[PROBLEMS TO WORK ON]
[1] List every parenthetical remark in the guest post on streaming music profitability.
[2] Continue the guest post on streaming music profitability from the point where it stops.

[TEXT SEGMENT]
Start of Block

Guest Post: Forget the Rhetoric, Streaming Music Is Already Profitable

A new generation has spoken and access (streaming any music in the world from ‘the cloud’) will win out over ownership (collecting a finite number of songs as CDs or files), just as personal radio (interactive Internet radio streaming) is replacing AM/FM. This is no longer debated by the informed, but accepted as a matter of time. Yet how often must we read that leading streaming services like Pandora and Spotify are still losing money despite tens of millions of users and hundreds of millions of dollars invested?

Journalists worldwide extrapolate from this semi-truth that it is impossible for legal streaming to make money, when the fact is that Pandora and Spotify consciously prioritize growing market share over profitability. That’s not speculation. I know streaming — and I’ve negotiated directly with all major music labels, so I’m privy to the secret numbers that reporters can only guess at.

Fact one: Industry leader Pandora could be profitable tomorrow if it increased its frequency of commercials, even by an amount that would still leave it dramatically less cluttered than its FM radio counterparts. But Pandora knows that increasing ads will reduce usage, since internet-savvy music consumers are less tolerant of interruptions than the FM radio’s baby-boomer audience.

Fact two: Spotify was profitable years ago in the only mature streaming market in the world. If the company chose today to stop pursuing international expansion, Spotify would break even overall tomorrow. If they then chose to cease loss-leading with their free on-demand service (designed to fuel the growth of their core subscription sales), Spotify would be profitable in all of its markets immediately.

Pandora and Spotify already have the scale necessary to make money, but in both cases their fear of growth stagnation outweighs their current need for cash.

End of Block

[COLLECTED DATA]
Start of Block

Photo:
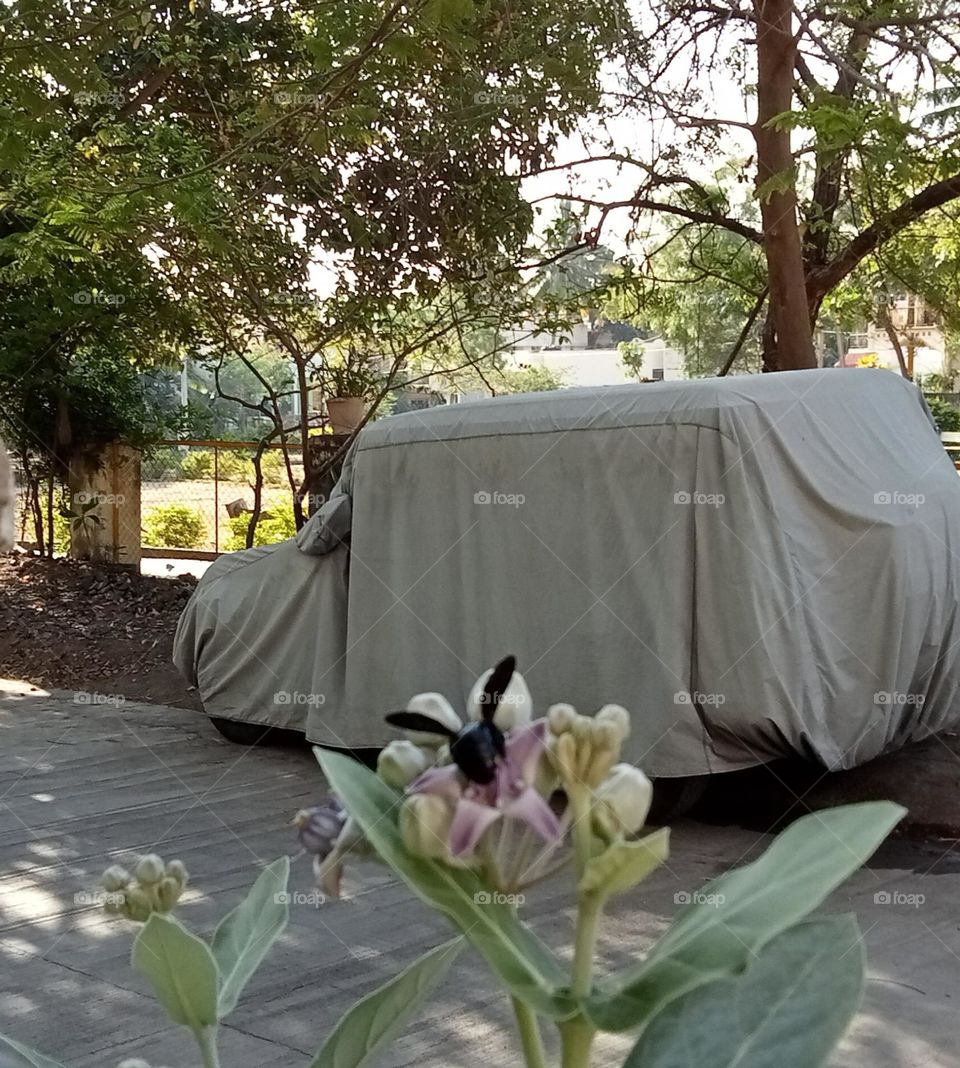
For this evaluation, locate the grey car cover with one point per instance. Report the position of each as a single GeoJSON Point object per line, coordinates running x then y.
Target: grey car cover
{"type": "Point", "coordinates": [755, 567]}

End of Block

[REPLIES]
[1]
- (streaming any music in the world from ‘the cloud’)
- (collecting a finite number of songs as CDs or files)
- (interactive Internet radio streaming)
- (designed to fuel the growth of their core subscription sales)

[2]
So, now that you know the truth about the current music industry’s single biggest (and sometimes self-sustained) myth, what’s in the cards for music this century?

Playlist services (like Spotify) will never overtake personal radio (like Pandora), because the majority of people are not interested in picking every song by hand. But on-demand streaming will continue to replace the $5 billion U.S. physical and digital sales with all-you-can-eat playlist subscriptions. On-demand will not be profitable as an ad-supported platform and subscriptions will continue to cost about $10 per month. Apple will release iBeats and make it available cross-platform early on, eventually replacing downloads completely. Pandora survived iTunes Radio because creating a good personalizable endless music stream is complicated. Spotify will not be so fortunate. On-demand is essentially a search motor coupled to a music library and Apple can do that as well as anybody. With several hundred million music lovers’ credit cards on file, Apple will offer one month for free and eclipse Spotify’s user base by month two.

Pandora will weather that storm too, but be challenged by a new generation of Personal Radio services that will be quicker to innovate. Pandora’s complex Music Genome project is difficult to modify and integral to their current lead. The new Internet Radio services will handle news, talk, and sports as well as music, and they will reach profitability without having to approach AM/FM ad loads. Terrestrial radio will fight desperately before yielding the last of her $45 billion in worldwide annual ad revenues to the far superior Personalized Radio streaming services.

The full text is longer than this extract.